* [EXCERTO APRESENTADO]

"""

Após admissão liminar dos embargos oposição foi a exequente notificada, tendo apresentado contestação no sentido de ser alheia à demora do AE em proceder à citação do Executado sendo certo que a força executiva conferida à injunção apenas foi notificada ao exequente, na pessoa do advogado signatário, em 20/04/2012 e a execução embargada, foi instaurada aos 24 de Agosto de 2012.
Também alega que inexiste qualquer prescrição.

Por último alega que, nos termos do disposto no artigo 829º-A, nº 4 do Código Civil, a sobretaxa de 5% correspondente à sanção pecuniária compulsória é devida desde o trânsito em julgado da decisão dada à execução.
Concluiu pela improcedência da oposição à execução deduzida pelo executado.

Realizou-se a audiência de discussão e julgamento com observância do legal formalismo.

Foi proferida sentença que decidiu nos seguintes termos:

Pelo exposto, julgam-se parcialmente procedentes, por parcialmente provados, os presentes embargos de executado e, em consequência, determina-se o prosseguimento dos autos executivos para pagamento à Exequente da quantia exequenda, a qual será reduzida ao capital em dívida, acrescido dos acrescido dos juros vencidos e os vincendos, às taxas contratualmente fixadas, e ainda as demais despesas (com exclusão dos juros prescritos, nos termos supra decididos).
As custas serão suportadas pelo Executado/Embargante e pela Exequente/Embargada na proporção do decaimento.
Notifique e registe.”

Inconformado com o decido o embargante/executado interpôs recurso de apelação formulando as seguintes conclusões:

“1, º - Entende o recorrente ter sido incorrectamente julgados factos relevantes para a boa decisão, designadamente o facto 8. dos factos provados, tendo sido incorrectamente interpretadas e apreciadas as provas produzidas a seu respeito.
2.2 - Está o recorrente inconformado, ainda, pela decisão proferida pelo Tribunal a quo, que determinou que é devida sanção pecuniária compulsória desde a data da aposição de fórmula executória, ou seja, desde 16/04/2012, cfr. 3.2 parágrafo da penúltima folha da sentença.
3.2 - Inconformado, ainda, pelo facto de ter existido uma incorrecta interpretação e aplicação do direito.
4.2 - Entendemos que, ao contrário do Tribunal a quo, os autos estiveram parados ao longo de mais de 6 anos, sem o devido impulso processual, por negligência do exequente/agente de execução, com o consequente aumento do valor dos juros, sanção pecuniária compulsória e despesas e honorários com agente de execução, os quais, contabilizados, ascendem a vários milhares de euros, sendo o executado, eventual devedor de tais montantes, completamente alheio a esta "paragem processual".

"""

Registos
"""

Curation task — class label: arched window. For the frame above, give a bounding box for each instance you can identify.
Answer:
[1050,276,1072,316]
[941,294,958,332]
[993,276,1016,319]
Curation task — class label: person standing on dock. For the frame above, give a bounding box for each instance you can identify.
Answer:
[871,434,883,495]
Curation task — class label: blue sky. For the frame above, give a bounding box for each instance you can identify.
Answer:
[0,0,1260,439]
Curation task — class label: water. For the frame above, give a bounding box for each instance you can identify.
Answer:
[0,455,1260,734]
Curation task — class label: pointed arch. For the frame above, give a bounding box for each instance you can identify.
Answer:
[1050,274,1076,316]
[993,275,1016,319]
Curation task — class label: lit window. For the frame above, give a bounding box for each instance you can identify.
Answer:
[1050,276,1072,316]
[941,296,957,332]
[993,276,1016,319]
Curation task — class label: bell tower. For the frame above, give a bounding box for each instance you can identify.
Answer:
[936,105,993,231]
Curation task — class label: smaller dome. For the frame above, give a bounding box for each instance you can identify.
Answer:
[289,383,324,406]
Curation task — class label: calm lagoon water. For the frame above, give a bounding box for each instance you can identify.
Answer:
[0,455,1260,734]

"""

* [REQUISITOS DO EXERCÍCIO]
Prossiga a redação do excerto do acórdão sobre os embargos de executado, a partir da última frase apresentada. Os registos constituem material independente do excerto do acórdão sobre os embargos de executado.

* [RESPOSTA ESPERADA]
5.º - Nem o Exequente, nem o Agente de Execução (adiante, AE) promoveram ao longo destes quase 6 anos, como lhe competiam, pelas efectivas diligências de penhora de bens, tendo, ao longo desse tempo, protelado o processo com actos, que não são actos processuais para efeitos de "impulso processual", originado a "paragem do processo" por mais de 6 meses, inúmeras vezes ...
A título exemplificativo,
6.2 - Em 10/12/2012 (ref. Citius 305765) o AE foi notificado pejo Serviço de Finanças de …, da existência de duas viaturas em nome do executado. Não promoveu pela penhora dos mesmos, nem nesta data, nem posteriormente.
7.2 - Em 23/08/2013, fez o Sr. AE com as actualizações estatísticas e consultas a base de dados (ref. Citius 317794 e 317794). Estas consultas não são "actos processais" que originem o impulso processo. Além do mais, apesar destas consultas, continuou sem promover pelas penhoras das duas viaturas referidas.
8.2 - Em 04/06/2014, efectuou duas consultas ao Registo Predial (ref. Citius 350578 e 350583), de um prédio sito na Freguesia da …, em Bragança, cujos titulares inscritos nenhuma ligação têm ao presente processo.
9.2 - Desde Maio de 2014 até 09/03/2016, ou seja, durante cerca de 22 meses, nenhum acto de pesquisa de bens foi efectuado nos autos, nem concretizada nenhuma penhora de bens e nenhum documento comprovativo existiu nos autos neste período com efectivo registo de penhoras de imóveis, móveis, créditos ou salariais. Apesar disso, e apesar de saber que em 10/12/2012 existiam duas viaturas em nome do executado Exequente e AE continuaram sem concretizar a penhora das duas viaturas referidas supra.
10.2 - Em 09/03/2016(ref. Citius 787312), o Sr. AE, efectuou consulta à base de dados da Segurança Social, onde obteve a informação sobre o montante do salário do executado, e, mais uma vez, não tendo promovido pela sua penhora, nem por qualquer outra sobre veículos.
11.2 - Na mesma data, 09/03/2016 /ref. Citius 787313), o Sr. AE efectuou consulta ao Serviço de Finanças, onde obteve a informação sobre a existência de herança, do qual o executado tenha o seu quinhão hereditário, e, uma vez mais, o AE não promoveu pelo respectiva penhora, nem por qualquer outra salarial ou sobre veículos, apesar de saber da sua existência ...
12.2 - Ao longo do ano de 2016, como facilmente se verifica ao longo dos actos praticados constantes no citius, o Sr. AE apenas actualizou estatisticamente o processo efectuou consultas à Segurança Social e Serviço de Finanças, continuando sem efectivar as penhoras, apesar das informações positivas sobre a existência de bens/salário do executado.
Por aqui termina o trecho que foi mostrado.